-- START TASK MATERIAL --

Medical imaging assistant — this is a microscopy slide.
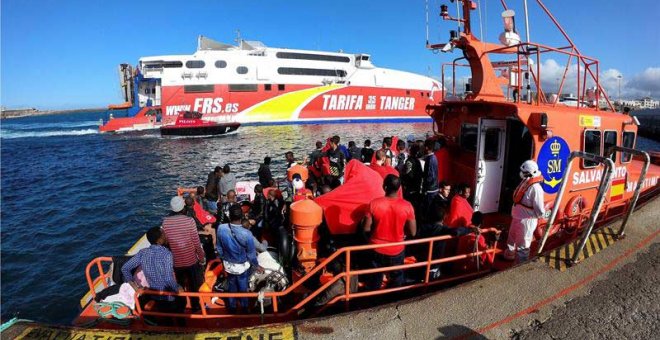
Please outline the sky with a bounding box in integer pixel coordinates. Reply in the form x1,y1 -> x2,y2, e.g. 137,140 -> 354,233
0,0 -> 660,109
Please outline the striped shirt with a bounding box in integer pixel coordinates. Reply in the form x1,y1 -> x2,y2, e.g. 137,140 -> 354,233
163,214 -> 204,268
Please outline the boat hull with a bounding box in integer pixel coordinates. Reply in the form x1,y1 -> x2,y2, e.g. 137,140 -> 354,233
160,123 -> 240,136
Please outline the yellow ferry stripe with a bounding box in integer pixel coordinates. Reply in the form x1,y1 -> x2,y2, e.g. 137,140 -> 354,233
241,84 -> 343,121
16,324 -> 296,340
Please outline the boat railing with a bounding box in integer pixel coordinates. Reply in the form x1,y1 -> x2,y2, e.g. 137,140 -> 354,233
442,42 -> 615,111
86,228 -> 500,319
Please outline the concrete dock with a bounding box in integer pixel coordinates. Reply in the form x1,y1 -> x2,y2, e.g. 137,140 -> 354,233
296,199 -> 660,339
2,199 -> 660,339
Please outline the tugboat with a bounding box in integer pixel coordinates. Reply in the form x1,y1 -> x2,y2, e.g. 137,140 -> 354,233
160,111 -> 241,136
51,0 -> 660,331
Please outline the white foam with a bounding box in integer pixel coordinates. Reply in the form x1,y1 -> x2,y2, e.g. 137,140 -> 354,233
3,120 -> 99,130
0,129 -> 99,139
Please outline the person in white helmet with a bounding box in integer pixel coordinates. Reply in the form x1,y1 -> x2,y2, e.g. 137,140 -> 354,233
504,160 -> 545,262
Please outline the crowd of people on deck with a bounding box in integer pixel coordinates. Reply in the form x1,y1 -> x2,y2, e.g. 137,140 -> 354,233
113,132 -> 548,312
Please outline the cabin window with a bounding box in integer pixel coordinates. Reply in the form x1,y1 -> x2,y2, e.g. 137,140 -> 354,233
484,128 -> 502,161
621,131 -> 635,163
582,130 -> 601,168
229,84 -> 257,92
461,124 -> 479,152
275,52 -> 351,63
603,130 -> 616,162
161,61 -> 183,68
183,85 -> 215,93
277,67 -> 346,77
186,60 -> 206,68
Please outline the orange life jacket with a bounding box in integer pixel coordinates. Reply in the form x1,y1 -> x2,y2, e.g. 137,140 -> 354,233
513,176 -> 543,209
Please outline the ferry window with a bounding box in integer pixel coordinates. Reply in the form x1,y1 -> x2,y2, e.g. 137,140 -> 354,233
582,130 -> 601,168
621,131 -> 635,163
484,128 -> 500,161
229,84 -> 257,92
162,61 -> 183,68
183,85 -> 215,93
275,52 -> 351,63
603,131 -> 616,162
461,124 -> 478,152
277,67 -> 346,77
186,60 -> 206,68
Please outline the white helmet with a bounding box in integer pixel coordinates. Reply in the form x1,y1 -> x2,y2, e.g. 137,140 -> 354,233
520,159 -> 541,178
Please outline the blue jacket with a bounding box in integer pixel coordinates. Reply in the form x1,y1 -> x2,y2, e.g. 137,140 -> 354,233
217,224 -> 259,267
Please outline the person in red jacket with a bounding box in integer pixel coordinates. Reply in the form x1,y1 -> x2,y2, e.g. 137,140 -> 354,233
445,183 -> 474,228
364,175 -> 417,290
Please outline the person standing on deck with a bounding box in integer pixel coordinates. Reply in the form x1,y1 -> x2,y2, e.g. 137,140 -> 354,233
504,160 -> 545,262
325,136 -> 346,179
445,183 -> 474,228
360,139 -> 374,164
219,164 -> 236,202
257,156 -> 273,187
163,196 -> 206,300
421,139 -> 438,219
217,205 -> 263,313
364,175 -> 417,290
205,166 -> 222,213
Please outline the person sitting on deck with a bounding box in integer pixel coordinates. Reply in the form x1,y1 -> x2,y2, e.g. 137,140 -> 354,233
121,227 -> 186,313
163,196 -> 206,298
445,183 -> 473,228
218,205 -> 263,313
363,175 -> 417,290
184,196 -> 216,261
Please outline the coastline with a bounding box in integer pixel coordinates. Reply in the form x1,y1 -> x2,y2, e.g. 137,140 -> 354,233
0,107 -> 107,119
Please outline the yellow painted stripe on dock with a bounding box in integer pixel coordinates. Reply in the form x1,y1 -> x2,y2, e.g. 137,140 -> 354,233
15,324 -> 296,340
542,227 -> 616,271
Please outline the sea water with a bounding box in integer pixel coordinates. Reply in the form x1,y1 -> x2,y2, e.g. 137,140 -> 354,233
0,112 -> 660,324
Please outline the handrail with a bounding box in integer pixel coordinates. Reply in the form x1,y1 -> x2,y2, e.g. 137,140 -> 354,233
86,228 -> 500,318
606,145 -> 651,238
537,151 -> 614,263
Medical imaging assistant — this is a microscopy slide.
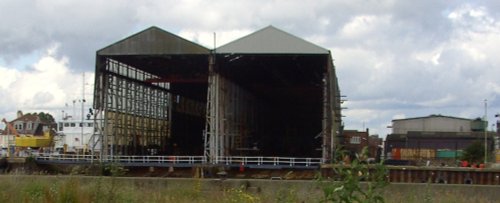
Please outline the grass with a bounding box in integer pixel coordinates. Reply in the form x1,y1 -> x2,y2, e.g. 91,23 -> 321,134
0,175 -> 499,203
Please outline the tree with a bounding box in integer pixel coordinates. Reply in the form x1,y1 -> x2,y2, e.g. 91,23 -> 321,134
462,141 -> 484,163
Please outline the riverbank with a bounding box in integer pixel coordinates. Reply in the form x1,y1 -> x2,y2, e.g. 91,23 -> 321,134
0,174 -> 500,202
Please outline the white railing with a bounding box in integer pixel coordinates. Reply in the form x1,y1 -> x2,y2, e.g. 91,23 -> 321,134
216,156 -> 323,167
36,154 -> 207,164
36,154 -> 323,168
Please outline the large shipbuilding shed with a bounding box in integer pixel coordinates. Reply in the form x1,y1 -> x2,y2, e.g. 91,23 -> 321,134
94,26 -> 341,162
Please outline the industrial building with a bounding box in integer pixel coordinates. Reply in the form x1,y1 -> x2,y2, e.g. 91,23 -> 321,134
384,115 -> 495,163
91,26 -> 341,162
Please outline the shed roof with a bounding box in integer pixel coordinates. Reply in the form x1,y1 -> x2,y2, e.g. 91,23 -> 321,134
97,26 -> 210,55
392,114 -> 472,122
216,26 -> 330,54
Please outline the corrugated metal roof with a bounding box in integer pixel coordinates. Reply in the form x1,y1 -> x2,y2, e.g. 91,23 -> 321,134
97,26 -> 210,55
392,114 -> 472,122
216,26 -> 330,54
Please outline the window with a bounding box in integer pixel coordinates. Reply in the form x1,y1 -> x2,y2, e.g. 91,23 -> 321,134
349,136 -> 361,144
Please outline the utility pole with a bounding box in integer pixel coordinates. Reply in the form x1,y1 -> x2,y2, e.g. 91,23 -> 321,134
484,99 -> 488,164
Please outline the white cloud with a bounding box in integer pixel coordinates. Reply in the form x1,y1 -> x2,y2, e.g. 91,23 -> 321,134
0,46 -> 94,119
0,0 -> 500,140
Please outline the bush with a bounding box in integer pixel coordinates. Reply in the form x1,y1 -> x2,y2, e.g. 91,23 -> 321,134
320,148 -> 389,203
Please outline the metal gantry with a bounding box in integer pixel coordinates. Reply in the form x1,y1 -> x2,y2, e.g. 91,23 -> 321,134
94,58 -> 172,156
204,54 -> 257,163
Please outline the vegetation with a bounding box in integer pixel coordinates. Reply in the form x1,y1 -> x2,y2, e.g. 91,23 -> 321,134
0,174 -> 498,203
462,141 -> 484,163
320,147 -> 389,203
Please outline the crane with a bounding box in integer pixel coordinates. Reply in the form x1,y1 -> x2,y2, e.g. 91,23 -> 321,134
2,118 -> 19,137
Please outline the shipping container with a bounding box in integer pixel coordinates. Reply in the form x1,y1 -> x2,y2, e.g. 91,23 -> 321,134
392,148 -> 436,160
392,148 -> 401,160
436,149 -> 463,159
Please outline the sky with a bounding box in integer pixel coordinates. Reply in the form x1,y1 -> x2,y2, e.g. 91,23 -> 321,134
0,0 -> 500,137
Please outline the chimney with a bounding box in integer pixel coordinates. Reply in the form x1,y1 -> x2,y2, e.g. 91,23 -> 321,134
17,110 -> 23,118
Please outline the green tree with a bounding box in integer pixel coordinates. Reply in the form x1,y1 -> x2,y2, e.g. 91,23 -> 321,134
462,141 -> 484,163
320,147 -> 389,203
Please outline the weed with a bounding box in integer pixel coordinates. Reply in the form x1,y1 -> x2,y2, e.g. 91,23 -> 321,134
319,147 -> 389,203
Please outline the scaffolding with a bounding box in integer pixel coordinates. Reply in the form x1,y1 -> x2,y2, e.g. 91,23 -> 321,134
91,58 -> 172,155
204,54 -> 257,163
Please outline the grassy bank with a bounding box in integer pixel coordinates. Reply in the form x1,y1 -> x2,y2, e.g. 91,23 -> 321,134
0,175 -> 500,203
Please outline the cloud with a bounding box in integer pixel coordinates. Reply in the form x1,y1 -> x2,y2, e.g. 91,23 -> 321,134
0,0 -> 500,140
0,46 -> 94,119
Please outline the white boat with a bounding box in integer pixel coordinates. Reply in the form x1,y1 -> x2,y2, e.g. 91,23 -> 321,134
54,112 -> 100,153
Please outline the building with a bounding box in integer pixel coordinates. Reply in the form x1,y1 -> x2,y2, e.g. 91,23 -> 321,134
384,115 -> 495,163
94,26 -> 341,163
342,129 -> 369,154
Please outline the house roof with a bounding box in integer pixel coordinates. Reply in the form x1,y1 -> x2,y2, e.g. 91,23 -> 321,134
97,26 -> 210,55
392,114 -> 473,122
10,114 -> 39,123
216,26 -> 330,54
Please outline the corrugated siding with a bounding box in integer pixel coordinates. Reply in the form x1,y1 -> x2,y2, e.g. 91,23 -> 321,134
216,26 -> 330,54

-- END TASK MATERIAL --
-- START TASK MATERIAL --

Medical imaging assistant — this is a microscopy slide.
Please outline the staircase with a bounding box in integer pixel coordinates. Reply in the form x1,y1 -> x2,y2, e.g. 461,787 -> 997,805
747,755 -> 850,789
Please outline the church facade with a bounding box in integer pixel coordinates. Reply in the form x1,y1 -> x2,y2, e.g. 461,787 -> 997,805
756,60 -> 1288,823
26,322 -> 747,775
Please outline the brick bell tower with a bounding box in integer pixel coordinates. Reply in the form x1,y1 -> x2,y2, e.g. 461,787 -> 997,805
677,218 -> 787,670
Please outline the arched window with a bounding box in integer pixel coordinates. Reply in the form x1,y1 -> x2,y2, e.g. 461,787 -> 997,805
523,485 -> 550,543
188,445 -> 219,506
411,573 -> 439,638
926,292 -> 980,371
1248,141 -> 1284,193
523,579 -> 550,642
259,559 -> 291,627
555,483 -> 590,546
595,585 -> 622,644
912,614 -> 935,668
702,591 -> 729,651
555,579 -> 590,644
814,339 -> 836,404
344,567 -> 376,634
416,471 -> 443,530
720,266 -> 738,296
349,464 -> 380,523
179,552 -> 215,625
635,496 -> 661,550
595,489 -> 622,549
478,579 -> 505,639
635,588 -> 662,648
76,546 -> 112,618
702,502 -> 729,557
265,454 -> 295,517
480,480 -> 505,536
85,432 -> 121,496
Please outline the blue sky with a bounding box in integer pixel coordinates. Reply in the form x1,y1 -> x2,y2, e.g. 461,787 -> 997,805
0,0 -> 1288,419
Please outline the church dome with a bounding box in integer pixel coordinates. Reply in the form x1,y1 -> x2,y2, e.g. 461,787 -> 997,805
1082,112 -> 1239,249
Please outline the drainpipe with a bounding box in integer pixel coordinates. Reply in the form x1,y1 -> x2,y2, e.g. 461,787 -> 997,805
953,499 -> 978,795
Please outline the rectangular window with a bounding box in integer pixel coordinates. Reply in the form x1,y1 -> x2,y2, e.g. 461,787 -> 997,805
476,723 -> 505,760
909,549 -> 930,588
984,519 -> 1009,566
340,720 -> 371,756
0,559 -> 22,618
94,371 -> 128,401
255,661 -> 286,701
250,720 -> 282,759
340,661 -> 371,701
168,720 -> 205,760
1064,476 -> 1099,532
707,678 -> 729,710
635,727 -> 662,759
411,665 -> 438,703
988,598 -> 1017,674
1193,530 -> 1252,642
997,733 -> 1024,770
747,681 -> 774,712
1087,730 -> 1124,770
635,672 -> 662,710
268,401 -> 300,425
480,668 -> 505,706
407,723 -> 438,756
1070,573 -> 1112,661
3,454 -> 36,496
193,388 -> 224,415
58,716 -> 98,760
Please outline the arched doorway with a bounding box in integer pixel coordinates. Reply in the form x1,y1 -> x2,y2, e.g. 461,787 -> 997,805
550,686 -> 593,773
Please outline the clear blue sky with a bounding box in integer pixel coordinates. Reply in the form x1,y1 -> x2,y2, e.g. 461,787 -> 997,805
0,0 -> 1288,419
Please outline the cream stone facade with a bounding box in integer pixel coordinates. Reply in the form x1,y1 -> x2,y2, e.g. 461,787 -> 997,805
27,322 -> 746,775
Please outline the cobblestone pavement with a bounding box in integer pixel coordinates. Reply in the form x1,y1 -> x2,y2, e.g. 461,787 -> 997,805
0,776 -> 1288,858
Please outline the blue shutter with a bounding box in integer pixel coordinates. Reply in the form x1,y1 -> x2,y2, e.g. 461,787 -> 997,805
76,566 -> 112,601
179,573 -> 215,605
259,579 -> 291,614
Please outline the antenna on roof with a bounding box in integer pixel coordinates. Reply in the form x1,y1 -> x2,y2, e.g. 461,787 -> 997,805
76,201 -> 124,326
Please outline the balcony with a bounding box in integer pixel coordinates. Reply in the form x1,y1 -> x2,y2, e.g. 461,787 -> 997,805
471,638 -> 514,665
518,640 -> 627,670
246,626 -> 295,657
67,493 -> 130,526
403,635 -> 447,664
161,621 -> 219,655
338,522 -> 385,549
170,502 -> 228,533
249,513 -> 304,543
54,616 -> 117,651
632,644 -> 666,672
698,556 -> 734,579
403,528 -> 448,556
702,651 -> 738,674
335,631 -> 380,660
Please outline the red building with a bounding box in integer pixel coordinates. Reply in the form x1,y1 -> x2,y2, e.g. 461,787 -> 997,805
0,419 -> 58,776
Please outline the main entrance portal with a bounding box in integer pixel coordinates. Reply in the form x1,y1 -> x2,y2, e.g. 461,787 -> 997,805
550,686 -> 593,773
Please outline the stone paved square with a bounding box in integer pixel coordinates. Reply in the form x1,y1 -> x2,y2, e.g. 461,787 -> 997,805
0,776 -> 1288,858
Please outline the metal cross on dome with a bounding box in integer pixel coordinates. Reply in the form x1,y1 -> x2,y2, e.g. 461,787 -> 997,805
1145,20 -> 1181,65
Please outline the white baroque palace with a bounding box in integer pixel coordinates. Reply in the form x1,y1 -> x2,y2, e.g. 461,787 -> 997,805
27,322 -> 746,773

-- END TASK MATERIAL --
-- START TASK MATERIAL --

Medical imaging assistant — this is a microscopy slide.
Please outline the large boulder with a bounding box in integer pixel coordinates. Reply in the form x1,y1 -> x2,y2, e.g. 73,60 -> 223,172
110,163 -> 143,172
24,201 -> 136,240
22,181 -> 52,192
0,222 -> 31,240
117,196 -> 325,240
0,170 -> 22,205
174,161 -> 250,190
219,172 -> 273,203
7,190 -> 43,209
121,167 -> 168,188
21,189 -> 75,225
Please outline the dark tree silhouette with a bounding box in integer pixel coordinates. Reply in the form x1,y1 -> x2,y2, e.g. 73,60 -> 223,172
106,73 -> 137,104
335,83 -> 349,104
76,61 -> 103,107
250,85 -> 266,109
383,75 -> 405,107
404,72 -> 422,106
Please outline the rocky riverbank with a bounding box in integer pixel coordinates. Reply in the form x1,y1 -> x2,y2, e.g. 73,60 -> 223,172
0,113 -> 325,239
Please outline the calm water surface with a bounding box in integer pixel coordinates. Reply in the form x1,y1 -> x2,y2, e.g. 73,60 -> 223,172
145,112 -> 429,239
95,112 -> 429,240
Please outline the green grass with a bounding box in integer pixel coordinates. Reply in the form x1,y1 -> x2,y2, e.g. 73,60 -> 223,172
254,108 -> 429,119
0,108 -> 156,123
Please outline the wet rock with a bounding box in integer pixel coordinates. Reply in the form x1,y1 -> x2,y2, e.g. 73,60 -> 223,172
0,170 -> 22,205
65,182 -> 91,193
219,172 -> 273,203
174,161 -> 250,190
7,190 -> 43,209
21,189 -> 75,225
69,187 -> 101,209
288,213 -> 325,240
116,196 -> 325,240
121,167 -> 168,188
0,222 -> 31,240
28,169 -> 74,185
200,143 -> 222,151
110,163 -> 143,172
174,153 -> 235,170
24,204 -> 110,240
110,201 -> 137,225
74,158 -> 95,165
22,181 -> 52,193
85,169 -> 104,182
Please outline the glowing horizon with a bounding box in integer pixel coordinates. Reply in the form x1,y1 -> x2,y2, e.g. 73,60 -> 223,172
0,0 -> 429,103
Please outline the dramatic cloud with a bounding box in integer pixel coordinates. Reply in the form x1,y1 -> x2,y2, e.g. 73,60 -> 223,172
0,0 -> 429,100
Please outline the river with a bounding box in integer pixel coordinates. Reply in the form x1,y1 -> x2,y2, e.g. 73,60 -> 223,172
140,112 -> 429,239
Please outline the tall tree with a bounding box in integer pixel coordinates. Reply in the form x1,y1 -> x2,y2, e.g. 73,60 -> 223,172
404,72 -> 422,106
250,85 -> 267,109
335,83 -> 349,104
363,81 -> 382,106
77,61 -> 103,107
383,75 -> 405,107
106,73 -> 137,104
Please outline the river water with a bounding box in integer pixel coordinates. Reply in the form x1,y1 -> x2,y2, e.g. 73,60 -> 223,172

-- END TASK MATERIAL --

▶ [TO BE DONE] Render the records between the line containing "Please outline the window" and the line containing "436,149 -> 463,159", inclusive, as a Markdown table with the columns "No." and "Line", where each row gives a running number and one line. Omit blank lines and include no other records.

▶ [OUTPUT OF THE EXERCISE]
| No. | Line |
|---|---|
| 1 | Please outline the window with a bounding box in integer pixel coordinates. Reply in the form x1,y1 -> x2,y2, e.g. 91,23 -> 321,134 |
| 2 | 349,136 -> 361,144 |
| 3 | Please outline the utility pole with a bounding box in integer pixel coordinates. Reply in the form x1,y1 -> x2,y2, e.g. 91,23 -> 321,134 |
| 4 | 484,99 -> 488,164 |
| 5 | Please outline the white cloud with a bounding box in integer pixel coordinates. Reply in the form x1,y1 -> x2,y2, e.g. 91,23 -> 321,134 |
| 6 | 0,46 -> 94,119 |
| 7 | 0,0 -> 500,140 |
| 8 | Please outline the bush with a bounding box in integer pixel coordinates. Reply in the form x1,y1 -> x2,y2, e.g. 91,23 -> 321,134 |
| 9 | 320,148 -> 389,203 |
| 10 | Please outline the metal gantry with a bounding box in integer pixel coordinates. Reply in the form x1,y1 -> x2,y2, e.g. 91,23 -> 321,134 |
| 11 | 94,58 -> 172,156 |
| 12 | 204,54 -> 257,163 |
| 13 | Please outline the vegetation with a bounding box in integer pixel coordinates. Reply in the form x1,y1 -> x2,y2, e.g. 91,23 -> 321,134 |
| 14 | 0,174 -> 498,203 |
| 15 | 462,141 -> 484,163 |
| 16 | 320,147 -> 389,203 |
| 17 | Please outline the crane with a bounding box in integer pixel coordinates. Reply in the form x1,y1 -> x2,y2, e.g. 91,23 -> 321,134 |
| 18 | 2,118 -> 19,137 |
| 19 | Please outline the shipping container with a bounding box in integer pixel coordinates. Reply in the form x1,y1 -> x2,y2, e.g. 91,23 -> 321,134 |
| 20 | 392,148 -> 436,160 |
| 21 | 392,148 -> 401,160 |
| 22 | 436,149 -> 463,159 |